§ **Input material**
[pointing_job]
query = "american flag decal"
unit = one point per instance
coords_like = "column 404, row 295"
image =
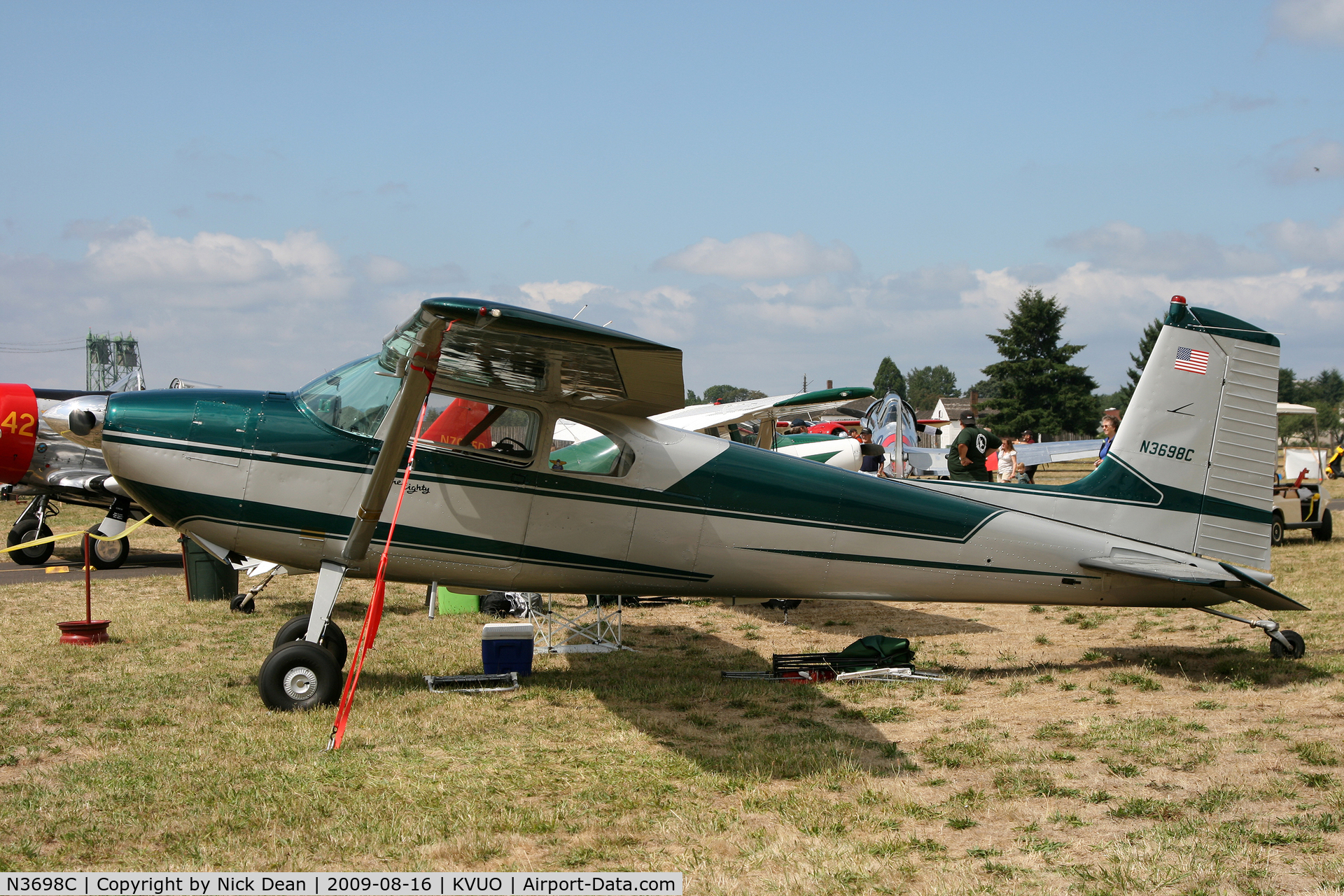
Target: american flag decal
column 1191, row 360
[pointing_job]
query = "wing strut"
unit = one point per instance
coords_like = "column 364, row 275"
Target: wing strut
column 421, row 367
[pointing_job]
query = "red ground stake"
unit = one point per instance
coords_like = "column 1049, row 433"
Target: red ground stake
column 90, row 630
column 375, row 605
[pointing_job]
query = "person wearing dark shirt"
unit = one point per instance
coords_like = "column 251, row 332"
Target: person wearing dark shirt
column 1109, row 425
column 1031, row 469
column 870, row 465
column 967, row 458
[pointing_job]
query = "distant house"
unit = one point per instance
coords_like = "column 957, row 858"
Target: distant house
column 952, row 409
column 949, row 409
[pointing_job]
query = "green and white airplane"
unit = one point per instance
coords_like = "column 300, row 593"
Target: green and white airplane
column 302, row 479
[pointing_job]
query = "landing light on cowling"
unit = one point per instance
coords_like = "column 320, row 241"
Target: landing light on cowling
column 80, row 419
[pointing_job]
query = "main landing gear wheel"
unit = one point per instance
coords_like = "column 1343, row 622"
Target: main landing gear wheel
column 108, row 555
column 30, row 531
column 334, row 638
column 1326, row 530
column 1280, row 652
column 299, row 676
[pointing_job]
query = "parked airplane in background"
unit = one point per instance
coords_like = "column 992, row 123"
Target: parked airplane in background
column 38, row 463
column 765, row 415
column 302, row 479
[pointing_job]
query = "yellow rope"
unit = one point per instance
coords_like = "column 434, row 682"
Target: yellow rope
column 92, row 535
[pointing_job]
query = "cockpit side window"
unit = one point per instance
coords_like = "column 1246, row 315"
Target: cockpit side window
column 582, row 449
column 479, row 428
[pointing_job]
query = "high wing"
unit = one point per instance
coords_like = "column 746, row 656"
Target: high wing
column 1056, row 451
column 701, row 416
column 505, row 349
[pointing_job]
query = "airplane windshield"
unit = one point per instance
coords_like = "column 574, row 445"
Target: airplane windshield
column 353, row 398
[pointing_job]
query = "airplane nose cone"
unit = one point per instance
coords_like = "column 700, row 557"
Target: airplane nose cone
column 80, row 419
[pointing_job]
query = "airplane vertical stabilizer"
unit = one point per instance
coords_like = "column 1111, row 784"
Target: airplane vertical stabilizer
column 1194, row 461
column 1202, row 430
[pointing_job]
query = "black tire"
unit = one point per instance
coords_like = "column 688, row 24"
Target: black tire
column 108, row 555
column 29, row 531
column 1296, row 640
column 299, row 676
column 1326, row 530
column 496, row 603
column 334, row 638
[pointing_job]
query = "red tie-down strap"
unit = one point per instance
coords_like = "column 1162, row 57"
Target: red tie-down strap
column 375, row 603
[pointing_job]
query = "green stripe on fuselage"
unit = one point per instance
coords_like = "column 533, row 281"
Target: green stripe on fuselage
column 926, row 564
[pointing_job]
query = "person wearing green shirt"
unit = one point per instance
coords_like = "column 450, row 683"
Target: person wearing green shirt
column 967, row 458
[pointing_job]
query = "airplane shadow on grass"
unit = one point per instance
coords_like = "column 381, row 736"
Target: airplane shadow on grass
column 1175, row 666
column 672, row 692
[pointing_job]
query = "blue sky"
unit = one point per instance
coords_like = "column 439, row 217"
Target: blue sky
column 258, row 191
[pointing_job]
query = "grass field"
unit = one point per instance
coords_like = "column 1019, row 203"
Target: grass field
column 1120, row 751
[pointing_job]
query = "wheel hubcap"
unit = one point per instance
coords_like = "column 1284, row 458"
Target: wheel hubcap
column 300, row 682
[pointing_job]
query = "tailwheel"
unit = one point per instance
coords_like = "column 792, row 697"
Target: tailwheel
column 26, row 531
column 299, row 676
column 108, row 555
column 334, row 640
column 1280, row 652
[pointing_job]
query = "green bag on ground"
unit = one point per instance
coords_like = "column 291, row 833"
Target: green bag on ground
column 885, row 652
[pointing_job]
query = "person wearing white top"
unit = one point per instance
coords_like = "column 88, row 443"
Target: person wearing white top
column 1008, row 466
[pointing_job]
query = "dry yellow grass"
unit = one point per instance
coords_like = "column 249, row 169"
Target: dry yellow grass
column 1126, row 752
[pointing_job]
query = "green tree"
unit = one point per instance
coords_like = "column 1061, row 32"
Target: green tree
column 889, row 379
column 987, row 388
column 729, row 394
column 926, row 384
column 1287, row 386
column 1145, row 349
column 1042, row 391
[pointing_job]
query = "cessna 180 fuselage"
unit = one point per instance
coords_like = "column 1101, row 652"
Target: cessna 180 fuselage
column 302, row 479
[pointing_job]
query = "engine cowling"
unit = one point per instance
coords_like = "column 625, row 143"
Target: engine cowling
column 18, row 430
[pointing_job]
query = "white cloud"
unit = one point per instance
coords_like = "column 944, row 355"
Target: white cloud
column 762, row 257
column 379, row 269
column 1132, row 248
column 1306, row 159
column 1319, row 22
column 543, row 298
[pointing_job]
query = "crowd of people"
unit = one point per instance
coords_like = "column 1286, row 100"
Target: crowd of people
column 971, row 451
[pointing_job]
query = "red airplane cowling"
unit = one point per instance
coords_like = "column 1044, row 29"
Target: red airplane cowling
column 457, row 421
column 18, row 430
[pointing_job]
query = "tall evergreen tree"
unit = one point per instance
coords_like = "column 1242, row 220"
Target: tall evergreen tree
column 1041, row 391
column 889, row 379
column 1145, row 348
column 1287, row 386
column 729, row 394
column 927, row 383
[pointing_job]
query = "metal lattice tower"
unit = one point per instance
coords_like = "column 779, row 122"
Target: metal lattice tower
column 111, row 358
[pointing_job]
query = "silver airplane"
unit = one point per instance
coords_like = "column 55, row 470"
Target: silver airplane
column 50, row 469
column 1172, row 517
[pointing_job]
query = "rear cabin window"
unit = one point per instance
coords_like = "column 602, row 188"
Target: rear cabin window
column 479, row 428
column 582, row 449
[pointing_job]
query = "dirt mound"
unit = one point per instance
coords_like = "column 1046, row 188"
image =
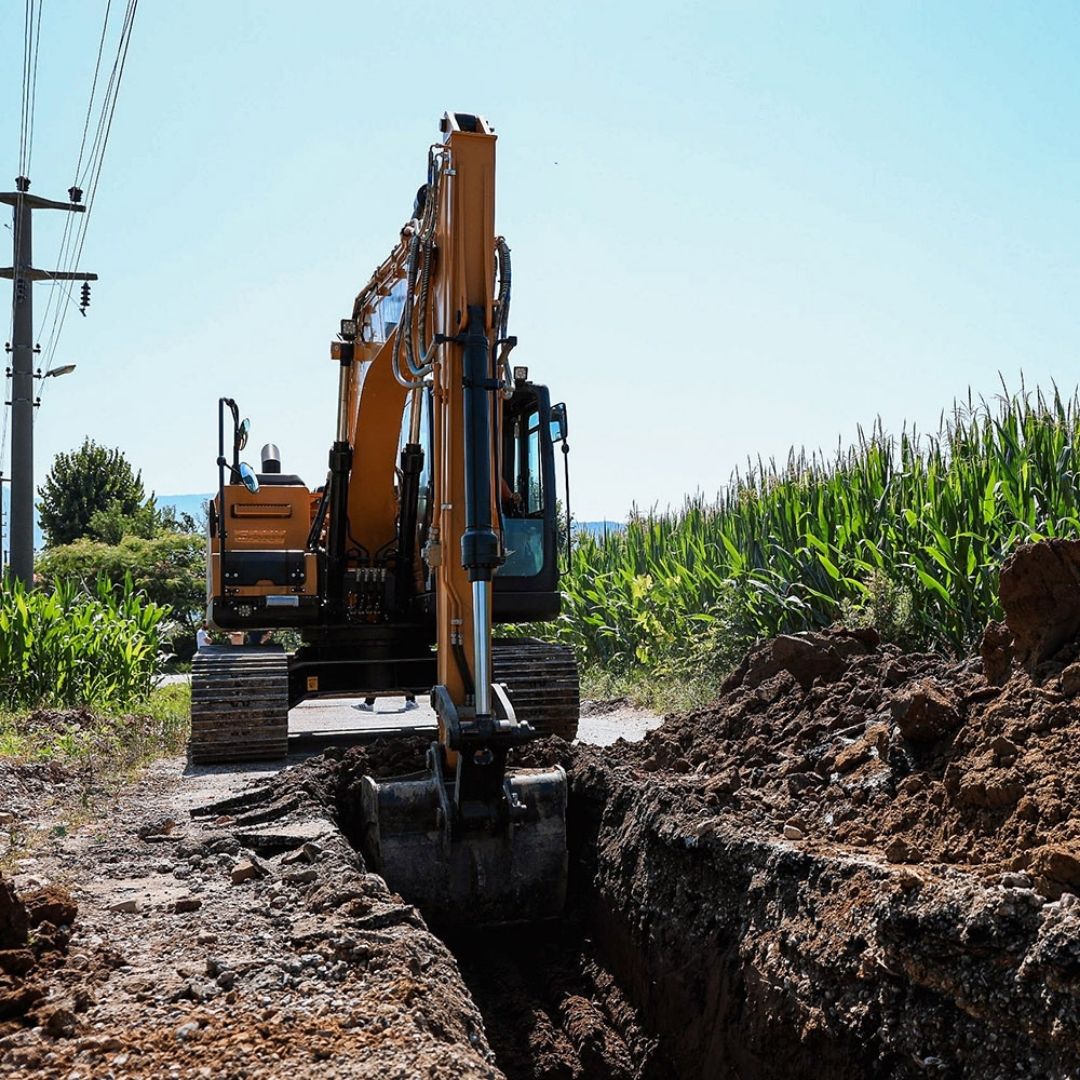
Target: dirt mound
column 35, row 931
column 834, row 739
column 1040, row 593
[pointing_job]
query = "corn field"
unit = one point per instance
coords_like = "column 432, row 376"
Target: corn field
column 78, row 647
column 905, row 532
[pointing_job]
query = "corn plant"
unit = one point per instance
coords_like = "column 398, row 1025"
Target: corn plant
column 75, row 646
column 918, row 523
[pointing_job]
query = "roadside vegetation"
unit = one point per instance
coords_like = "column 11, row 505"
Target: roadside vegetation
column 78, row 674
column 903, row 532
column 81, row 653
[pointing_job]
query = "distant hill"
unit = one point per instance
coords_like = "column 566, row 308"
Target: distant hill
column 193, row 504
column 185, row 503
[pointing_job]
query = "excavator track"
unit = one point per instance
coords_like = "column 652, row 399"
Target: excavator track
column 239, row 704
column 542, row 683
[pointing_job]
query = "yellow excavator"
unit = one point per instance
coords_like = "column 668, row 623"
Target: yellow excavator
column 437, row 521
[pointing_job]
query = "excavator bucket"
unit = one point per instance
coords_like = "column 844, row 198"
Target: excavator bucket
column 470, row 865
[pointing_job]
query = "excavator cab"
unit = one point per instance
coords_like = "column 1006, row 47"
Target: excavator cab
column 526, row 586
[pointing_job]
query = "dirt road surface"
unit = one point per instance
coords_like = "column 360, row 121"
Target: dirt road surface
column 226, row 946
column 854, row 863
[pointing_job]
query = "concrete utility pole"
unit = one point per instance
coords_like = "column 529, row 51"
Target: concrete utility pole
column 22, row 351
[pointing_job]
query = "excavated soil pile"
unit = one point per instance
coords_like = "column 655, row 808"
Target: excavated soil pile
column 35, row 930
column 855, row 863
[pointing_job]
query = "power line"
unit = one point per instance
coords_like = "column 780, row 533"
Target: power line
column 34, row 86
column 65, row 239
column 93, row 170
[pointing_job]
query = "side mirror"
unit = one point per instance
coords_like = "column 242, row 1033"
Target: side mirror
column 558, row 422
column 248, row 478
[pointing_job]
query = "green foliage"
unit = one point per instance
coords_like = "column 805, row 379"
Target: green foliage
column 73, row 646
column 905, row 532
column 83, row 483
column 100, row 747
column 169, row 568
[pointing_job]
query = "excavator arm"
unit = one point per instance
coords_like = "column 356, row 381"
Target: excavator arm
column 471, row 839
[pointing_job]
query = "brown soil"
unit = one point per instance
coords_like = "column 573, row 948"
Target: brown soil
column 855, row 863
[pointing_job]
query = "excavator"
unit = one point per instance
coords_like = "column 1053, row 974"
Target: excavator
column 436, row 521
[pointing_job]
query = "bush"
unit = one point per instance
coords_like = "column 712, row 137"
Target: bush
column 170, row 569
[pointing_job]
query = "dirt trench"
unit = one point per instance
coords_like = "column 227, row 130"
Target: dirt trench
column 854, row 863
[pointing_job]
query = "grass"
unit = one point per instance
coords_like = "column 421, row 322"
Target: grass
column 99, row 745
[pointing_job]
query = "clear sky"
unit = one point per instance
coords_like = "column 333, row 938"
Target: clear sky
column 736, row 227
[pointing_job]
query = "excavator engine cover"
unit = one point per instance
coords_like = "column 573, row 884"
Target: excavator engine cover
column 470, row 866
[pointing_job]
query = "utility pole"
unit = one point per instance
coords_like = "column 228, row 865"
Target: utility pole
column 22, row 350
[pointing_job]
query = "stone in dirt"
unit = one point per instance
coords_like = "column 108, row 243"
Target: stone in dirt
column 925, row 711
column 14, row 921
column 1040, row 593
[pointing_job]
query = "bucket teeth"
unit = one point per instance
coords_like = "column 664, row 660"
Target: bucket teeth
column 513, row 871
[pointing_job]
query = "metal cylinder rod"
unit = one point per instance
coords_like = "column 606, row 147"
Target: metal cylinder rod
column 482, row 646
column 342, row 432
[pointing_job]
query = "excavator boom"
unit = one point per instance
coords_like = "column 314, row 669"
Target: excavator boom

§ **Exercise details**
Extract each line of the entries above that contains the word "trench", matching case exactly.

§ **Answer to the problem**
query = "dirt trench"
Target: dirt trench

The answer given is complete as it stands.